### AIM OF THE TASK
In the message about tapeless backup environments, rewrite the passage from "I would be the" up to and including "mind up already.", putting "seat" where "chair" appears.

### SELECTED EXTRACT

-------------------------

Veritas-bu

Re: [Veritas-bu] Tapeless backup environments

2007-10-18 15:20:45
Subject: Re: [Veritas-bu] Tapeless backup environments
From: "Eagle, Kent" <KEagle AT wilmingtontrust DOT com>
To: <cpreston AT glasshouse DOT com>, <veritas-bu AT mailman.eng.auburn DOT edu>
Date: Thu, 18 Oct 2007 14:58:31 -0400
Sorry, but I just can't keep from jumping in at this point.
Not taking either side, but...

Are you seriously suggesting that a quote from "Wikipedia" constitutes
empirical scientific research? I could place a posting on there that
either concurs with, or totally rejects the position of that posting;
and someone else would come along and claim it as gospel.

I would be the first to admit that "bob944" has made more than a few
posts that have "pushed my chair back a couple inches", but at least
they made me THINK!

Saying
" This is the part where I believe you've made your mind up already.

-------------------------

### INPUT DATA
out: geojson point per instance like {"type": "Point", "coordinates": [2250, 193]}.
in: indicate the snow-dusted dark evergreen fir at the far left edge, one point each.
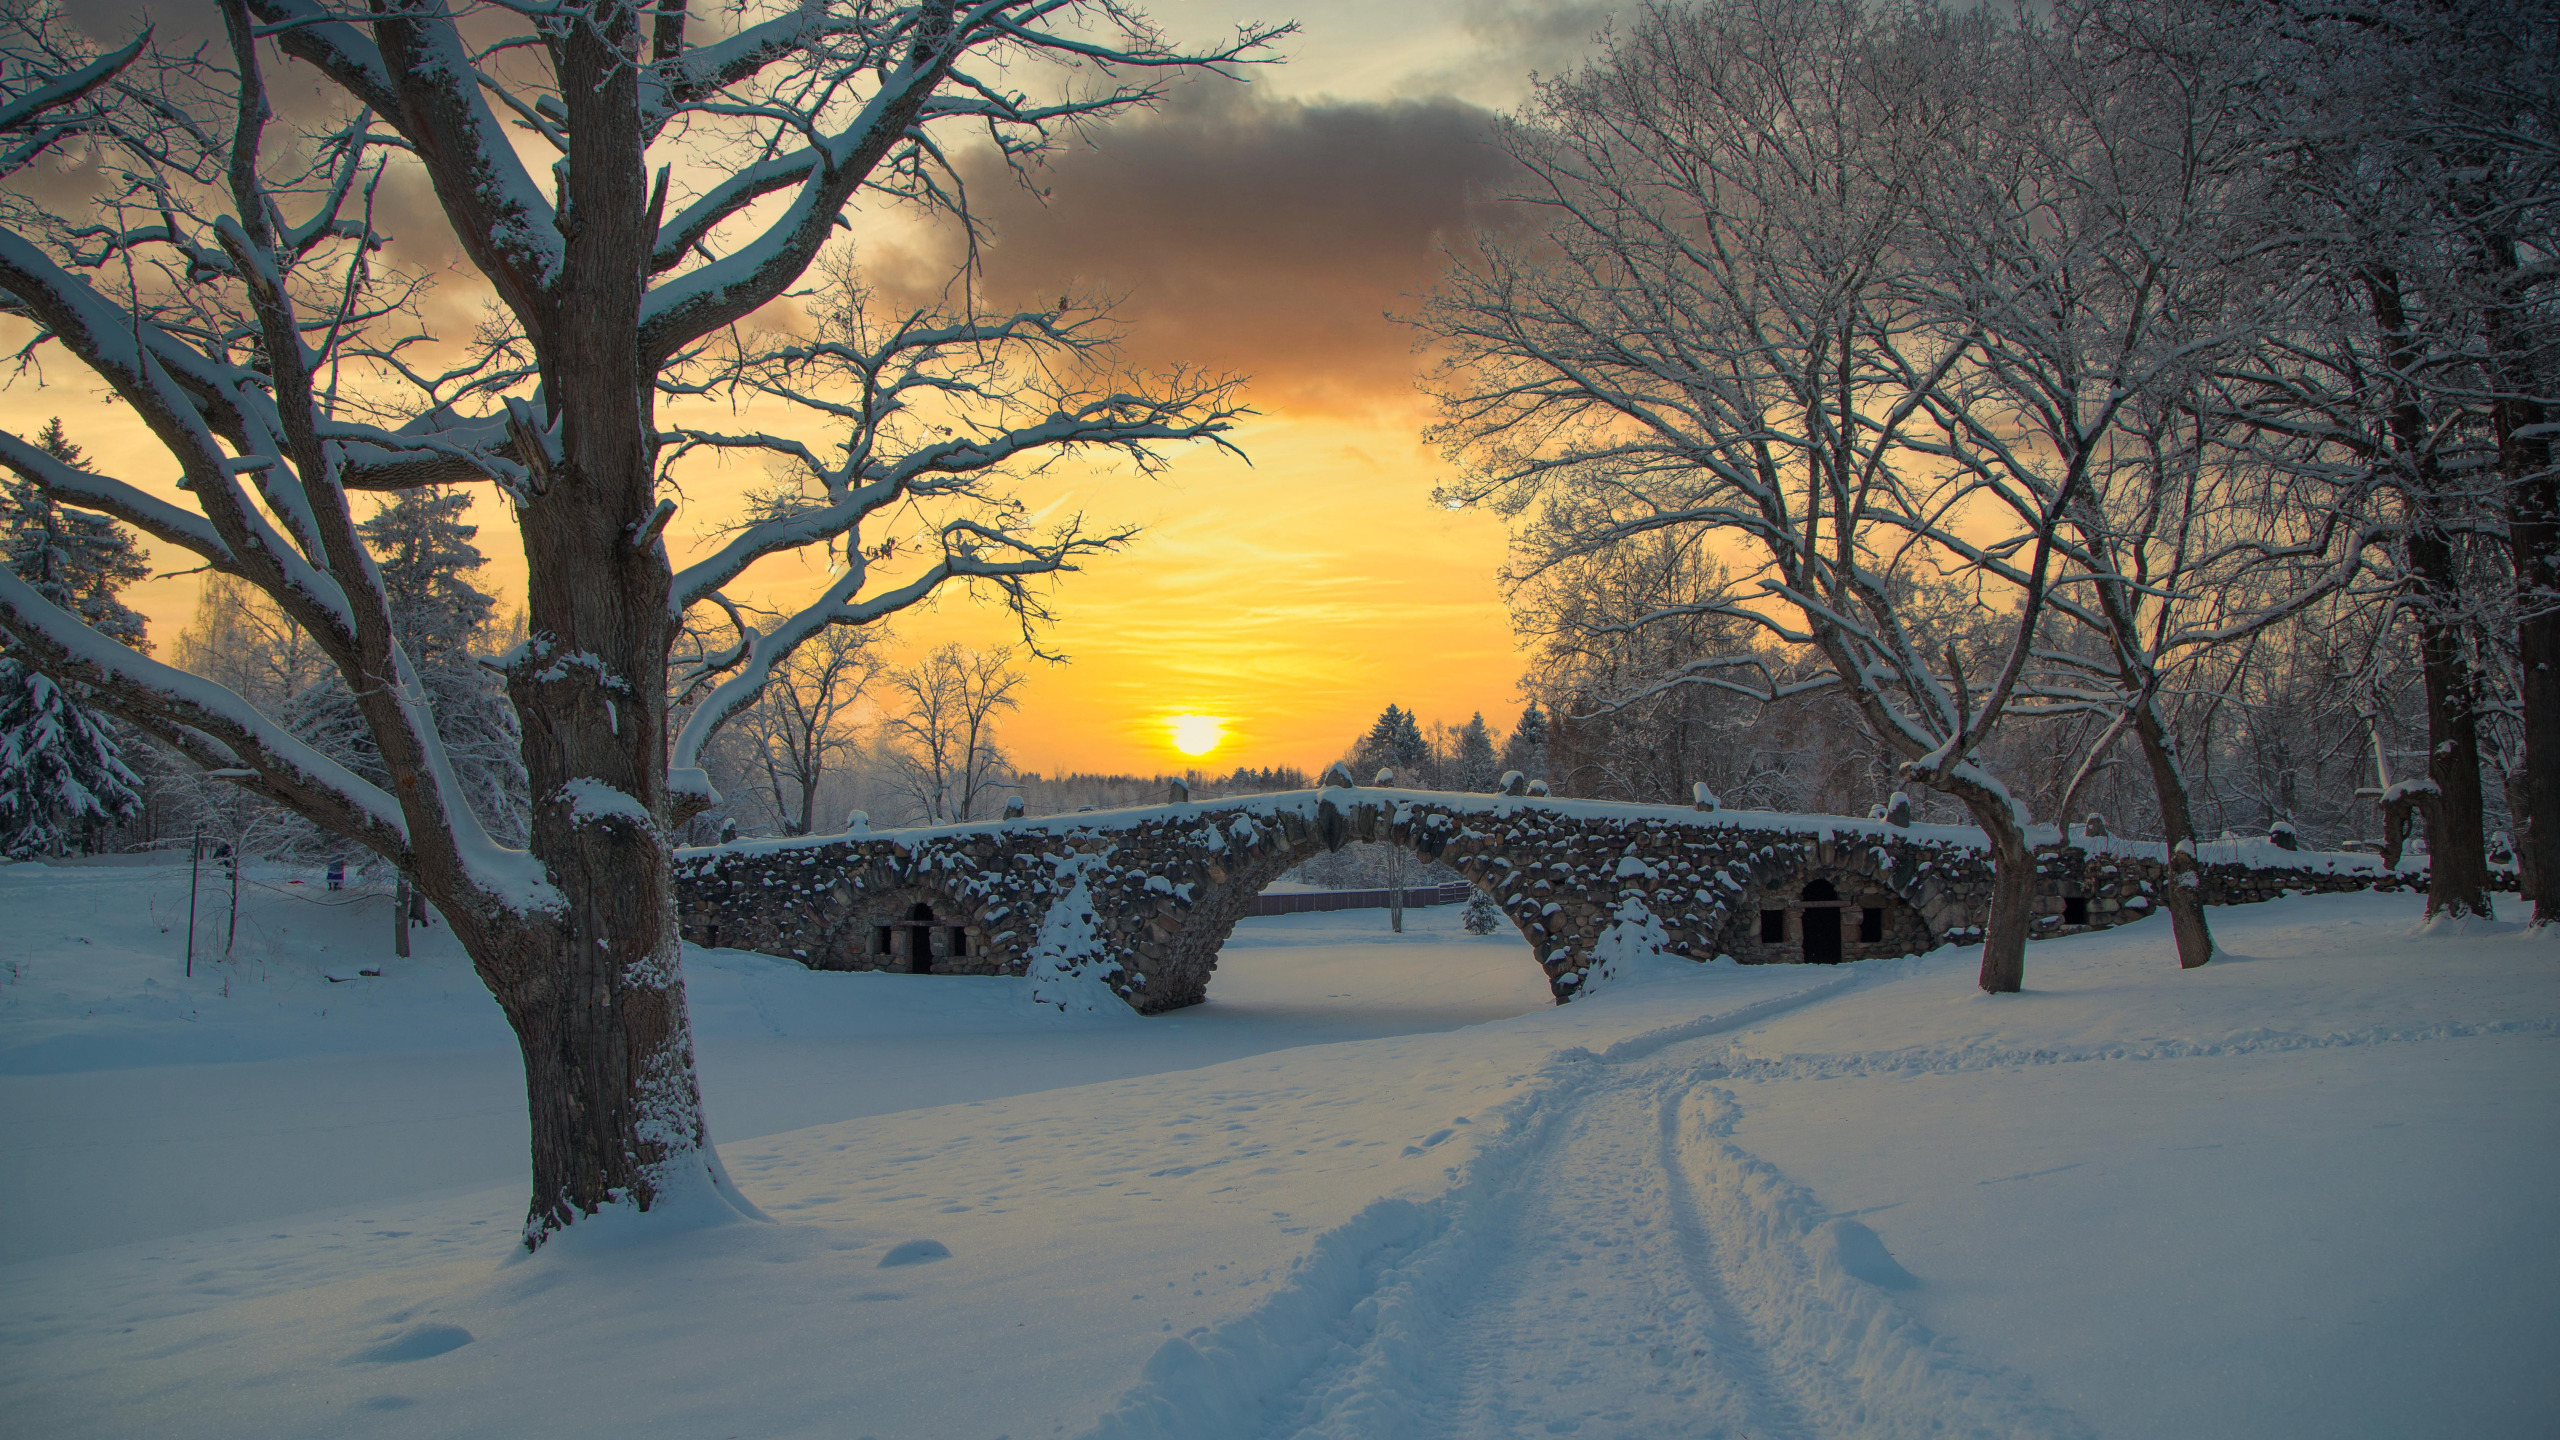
{"type": "Point", "coordinates": [63, 770]}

-------------------------

### ANSWER
I would be the first to admit that "bob944" has made more than a few
posts that have "pushed my seat back a couple inches", but at least
they made me THINK!

Saying
" This is the part where I believe you've made your mind up already.